YOUR TASK:
The reply should contain all the data below, repeated exactly, and none of the images.

§ §

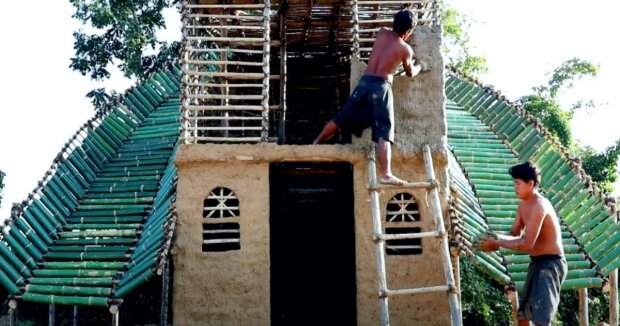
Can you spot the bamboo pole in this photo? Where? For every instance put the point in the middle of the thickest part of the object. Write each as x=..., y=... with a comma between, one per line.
x=76, y=315
x=266, y=71
x=613, y=293
x=224, y=99
x=283, y=73
x=379, y=244
x=583, y=307
x=52, y=315
x=12, y=312
x=165, y=282
x=356, y=28
x=513, y=297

§ §

TASK RESPONSE:
Can you spot the bamboo pole in this photo? Where? For every instance put the point in the middle of the thickest part of the object. Write each as x=..., y=... with a comma between, one per line.
x=76, y=315
x=266, y=71
x=613, y=293
x=224, y=99
x=283, y=73
x=379, y=244
x=583, y=307
x=52, y=315
x=12, y=312
x=165, y=282
x=356, y=28
x=513, y=297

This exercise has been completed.